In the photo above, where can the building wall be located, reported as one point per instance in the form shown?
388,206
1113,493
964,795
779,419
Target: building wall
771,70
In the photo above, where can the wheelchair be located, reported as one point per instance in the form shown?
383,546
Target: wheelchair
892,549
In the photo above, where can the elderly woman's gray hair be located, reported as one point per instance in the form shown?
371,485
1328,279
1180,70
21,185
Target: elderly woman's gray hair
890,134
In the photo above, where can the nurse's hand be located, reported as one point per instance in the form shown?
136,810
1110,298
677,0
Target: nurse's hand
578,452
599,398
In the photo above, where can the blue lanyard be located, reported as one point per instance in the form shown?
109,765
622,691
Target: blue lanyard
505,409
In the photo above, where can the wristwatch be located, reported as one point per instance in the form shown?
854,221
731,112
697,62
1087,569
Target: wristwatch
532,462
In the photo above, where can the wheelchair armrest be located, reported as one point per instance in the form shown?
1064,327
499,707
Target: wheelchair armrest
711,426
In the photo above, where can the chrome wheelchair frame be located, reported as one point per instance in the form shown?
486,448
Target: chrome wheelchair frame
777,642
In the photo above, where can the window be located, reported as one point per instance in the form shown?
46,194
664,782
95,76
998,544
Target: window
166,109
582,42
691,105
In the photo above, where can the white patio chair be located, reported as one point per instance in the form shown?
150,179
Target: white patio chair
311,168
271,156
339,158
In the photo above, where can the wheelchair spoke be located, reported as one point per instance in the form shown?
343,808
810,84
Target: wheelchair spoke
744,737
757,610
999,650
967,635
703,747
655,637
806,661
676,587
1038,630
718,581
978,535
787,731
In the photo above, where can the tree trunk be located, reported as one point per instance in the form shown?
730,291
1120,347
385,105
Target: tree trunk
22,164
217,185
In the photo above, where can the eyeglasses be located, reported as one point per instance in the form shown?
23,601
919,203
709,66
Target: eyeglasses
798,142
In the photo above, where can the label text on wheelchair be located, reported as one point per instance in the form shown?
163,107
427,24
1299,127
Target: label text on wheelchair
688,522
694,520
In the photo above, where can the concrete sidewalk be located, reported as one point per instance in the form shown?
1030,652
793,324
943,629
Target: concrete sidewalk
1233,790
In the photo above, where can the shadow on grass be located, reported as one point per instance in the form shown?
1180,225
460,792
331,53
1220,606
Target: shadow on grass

=======

= WHAT TO PRODUCE =
What needs duplicating is the run of lines from the one containing "In the photo above, where can the tree" through the last line of the entries above, exact and complete.

= SOLVED PROBLEM =
In the photo above, where can the tree trunk be located, reported as one point per instance in the form shown?
730,291
1120,347
385,105
Target: tree trunk
22,164
217,185
In the photo above, where can the eyeglasses be located, reported as one point per instance in the form shown?
23,601
919,203
709,66
Target: eyeglasses
798,142
In the photo above, where can the label text on wheelchair be located, reported as one point per instance in the form shown?
163,107
427,24
1299,127
Target: label text on wheelchair
688,522
694,520
In the photo above, where can the concrete sidewalk be located, reported as one point per instance in the form shown?
1030,652
793,324
943,629
Target: concrete sidewalk
1233,790
In the photo above, where can the shadow on grass be located, reported as one point per instance in the form shown?
1180,225
460,792
331,53
1220,606
Target: shadow on grass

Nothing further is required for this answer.